#### [What to do]
In the counting problems, change "suits" to "symbols" and give the passage starting at "- The ranks" and ending at "rank to participate in the pair.".

#### [Source]

↓

# Problem: Alternative

In the reading, you learned that the number of \(k\)-sized (unordered) sets drawn from \(n\) objects is given by:

\[ {n \choose k} = \frac{(n)_k}{k!}. \]

If you have seen the combination (or “choose”) operator before, you may not have learned that it was equal to this quantity. Instead, you likely learned that:

\[ {n \choose k} = \frac{n!}{k!(n-k)!}. \]

In a few sentences, justify or “explain” this second formula in terms of overcounting. What are you overcounting and what are you removing from that overcount to arrive at the desired final quantity?

# Problem: Poker Hands

In variations of *poker*, players receive a five-card hand
from a deck of 52 player cards. Recall that each of the 52 cards has a
*rank* and *suit*:

- The ranks range from 2–10, Jack (J), Queen (Q), King (K), and Ace
(A),
*13 ranks*overall. - The suits are drawn from spades, clubs, hearts, and diamonds.

Give combinatorial descriptions for each of the following values.

The total number of possible poker hands. Remember that a poker hand is an

*unordered collection of five cards*.The total number of possible poker hand that contains

*exactly*two pairs. A pair is a pair of the cards with the same rank,*e.g.*, the 8 of spades and hearts.Rather than computing this quantity by determining the ways of drawing the first card of the hand, the second card, and so forth, which will lead to a series of conditional choices, consider the following strategy instead:

- Choose 2 ranks to participate in the pair.
- Choose 2 suits from each rank to participate in the pair.

↑

#### [A run of records]

↓

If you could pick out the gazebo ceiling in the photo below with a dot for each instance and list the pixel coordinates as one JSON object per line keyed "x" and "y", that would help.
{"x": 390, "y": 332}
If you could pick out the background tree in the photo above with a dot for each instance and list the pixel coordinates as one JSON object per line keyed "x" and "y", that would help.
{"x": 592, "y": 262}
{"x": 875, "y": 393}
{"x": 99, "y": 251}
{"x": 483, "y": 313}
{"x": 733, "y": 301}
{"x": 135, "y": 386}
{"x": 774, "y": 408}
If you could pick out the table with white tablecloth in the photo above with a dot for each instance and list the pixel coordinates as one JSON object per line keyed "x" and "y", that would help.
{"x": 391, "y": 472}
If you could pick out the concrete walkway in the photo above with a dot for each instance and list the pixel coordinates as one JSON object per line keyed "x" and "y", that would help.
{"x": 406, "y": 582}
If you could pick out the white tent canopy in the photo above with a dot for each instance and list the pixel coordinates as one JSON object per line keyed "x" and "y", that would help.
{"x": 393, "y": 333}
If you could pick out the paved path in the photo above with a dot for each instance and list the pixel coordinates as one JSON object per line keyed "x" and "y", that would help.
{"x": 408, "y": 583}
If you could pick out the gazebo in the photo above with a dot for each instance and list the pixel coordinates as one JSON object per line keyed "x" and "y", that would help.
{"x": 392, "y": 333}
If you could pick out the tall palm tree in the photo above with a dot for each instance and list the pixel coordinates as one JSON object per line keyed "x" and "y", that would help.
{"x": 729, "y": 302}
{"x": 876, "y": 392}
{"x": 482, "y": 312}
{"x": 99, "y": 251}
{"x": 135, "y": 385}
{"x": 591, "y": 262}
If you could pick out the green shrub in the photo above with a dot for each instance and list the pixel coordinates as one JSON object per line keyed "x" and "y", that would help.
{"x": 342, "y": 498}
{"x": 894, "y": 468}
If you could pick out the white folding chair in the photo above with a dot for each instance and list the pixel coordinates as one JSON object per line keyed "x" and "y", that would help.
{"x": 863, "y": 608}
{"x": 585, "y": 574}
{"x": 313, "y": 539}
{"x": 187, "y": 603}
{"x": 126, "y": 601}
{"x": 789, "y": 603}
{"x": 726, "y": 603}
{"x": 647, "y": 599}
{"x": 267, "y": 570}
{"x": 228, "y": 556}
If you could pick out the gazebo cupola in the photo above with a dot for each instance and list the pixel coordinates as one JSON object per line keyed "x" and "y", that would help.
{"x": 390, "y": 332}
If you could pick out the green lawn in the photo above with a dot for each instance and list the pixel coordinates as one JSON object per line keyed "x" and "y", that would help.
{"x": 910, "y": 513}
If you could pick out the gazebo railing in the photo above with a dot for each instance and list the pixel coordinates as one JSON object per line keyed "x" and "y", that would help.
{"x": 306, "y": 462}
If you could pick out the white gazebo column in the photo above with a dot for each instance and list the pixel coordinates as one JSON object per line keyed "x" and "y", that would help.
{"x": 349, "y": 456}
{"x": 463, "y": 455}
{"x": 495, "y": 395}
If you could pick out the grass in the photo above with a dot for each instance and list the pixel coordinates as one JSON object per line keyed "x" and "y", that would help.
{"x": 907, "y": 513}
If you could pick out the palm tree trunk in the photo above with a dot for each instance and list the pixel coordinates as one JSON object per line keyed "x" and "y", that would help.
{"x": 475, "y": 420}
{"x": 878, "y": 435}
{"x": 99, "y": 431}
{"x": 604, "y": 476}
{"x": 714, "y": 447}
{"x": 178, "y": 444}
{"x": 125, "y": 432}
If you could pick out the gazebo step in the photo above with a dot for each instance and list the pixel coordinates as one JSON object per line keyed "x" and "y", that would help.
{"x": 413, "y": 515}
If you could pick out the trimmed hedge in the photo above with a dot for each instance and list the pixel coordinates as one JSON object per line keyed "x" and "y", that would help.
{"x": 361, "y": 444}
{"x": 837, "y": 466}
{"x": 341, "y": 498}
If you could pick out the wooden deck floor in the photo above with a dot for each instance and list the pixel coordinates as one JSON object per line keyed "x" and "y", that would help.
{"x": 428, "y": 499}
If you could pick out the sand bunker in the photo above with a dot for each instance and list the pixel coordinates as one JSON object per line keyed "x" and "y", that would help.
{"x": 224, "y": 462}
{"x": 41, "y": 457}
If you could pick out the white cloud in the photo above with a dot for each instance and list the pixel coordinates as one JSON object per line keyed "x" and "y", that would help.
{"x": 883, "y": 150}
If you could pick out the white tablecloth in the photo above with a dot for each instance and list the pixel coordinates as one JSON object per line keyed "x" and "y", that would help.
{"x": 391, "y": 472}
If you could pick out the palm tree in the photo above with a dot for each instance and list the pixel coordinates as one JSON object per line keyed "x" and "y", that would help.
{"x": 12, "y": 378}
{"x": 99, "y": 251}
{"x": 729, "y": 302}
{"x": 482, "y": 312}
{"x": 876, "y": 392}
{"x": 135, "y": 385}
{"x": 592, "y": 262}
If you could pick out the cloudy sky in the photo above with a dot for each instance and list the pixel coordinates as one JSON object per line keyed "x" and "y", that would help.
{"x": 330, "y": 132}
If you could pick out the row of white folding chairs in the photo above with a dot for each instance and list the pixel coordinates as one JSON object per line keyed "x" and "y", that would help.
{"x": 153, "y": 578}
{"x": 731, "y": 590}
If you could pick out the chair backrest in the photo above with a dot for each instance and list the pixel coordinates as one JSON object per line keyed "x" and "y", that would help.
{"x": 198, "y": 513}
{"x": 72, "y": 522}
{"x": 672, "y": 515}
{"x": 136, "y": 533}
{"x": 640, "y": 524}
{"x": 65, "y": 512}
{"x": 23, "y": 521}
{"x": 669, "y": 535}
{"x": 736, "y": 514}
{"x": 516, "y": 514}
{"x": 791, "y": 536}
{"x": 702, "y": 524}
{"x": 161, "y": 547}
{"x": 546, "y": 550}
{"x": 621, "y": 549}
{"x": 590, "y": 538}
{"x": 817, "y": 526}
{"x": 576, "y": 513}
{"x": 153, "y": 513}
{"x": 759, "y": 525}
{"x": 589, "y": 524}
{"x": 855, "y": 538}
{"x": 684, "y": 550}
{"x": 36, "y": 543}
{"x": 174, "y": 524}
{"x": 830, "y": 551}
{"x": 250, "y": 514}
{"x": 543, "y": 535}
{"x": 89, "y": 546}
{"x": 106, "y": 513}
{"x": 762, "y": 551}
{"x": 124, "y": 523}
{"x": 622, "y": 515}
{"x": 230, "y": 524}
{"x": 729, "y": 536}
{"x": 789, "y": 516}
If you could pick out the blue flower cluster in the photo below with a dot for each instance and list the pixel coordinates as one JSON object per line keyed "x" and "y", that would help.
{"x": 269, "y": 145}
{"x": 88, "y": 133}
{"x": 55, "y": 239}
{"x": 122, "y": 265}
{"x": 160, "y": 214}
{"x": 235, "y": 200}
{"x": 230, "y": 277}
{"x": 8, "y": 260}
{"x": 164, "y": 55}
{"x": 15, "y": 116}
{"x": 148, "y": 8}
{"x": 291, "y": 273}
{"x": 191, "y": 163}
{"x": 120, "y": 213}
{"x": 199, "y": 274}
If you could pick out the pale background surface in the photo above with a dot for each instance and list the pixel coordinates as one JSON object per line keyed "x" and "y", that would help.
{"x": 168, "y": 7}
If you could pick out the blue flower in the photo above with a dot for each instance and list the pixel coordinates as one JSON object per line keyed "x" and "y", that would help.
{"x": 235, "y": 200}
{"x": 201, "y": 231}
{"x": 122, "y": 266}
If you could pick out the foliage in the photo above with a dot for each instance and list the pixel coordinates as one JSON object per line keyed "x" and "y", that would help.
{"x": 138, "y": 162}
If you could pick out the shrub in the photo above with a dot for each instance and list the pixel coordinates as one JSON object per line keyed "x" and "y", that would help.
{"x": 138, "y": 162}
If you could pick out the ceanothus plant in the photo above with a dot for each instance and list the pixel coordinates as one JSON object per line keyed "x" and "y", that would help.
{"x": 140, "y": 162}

↑

#### [Result]
- The ranks range from 2–10, Jack (J), Queen (Q), King (K), and Ace
(A),
*13 ranks*overall. - The symbols are drawn from spades, clubs, hearts, and diamonds.

Give combinatorial descriptions for each of the following values.

The total number of possible poker hands. Remember that a poker hand is an

*unordered collection of five cards*.The total number of possible poker hand that contains

*exactly*two pairs. A pair is a pair of the cards with the same rank,*e.g.*, the 8 of spades and hearts.Rather than computing this quantity by determining the ways of drawing the first card of the hand, the second card, and so forth, which will lead to a series of conditional choices, consider the following strategy instead:

- Choose 2 ranks to participate in the pair.
- Choose 2 symbols from each rank to participate in the pair.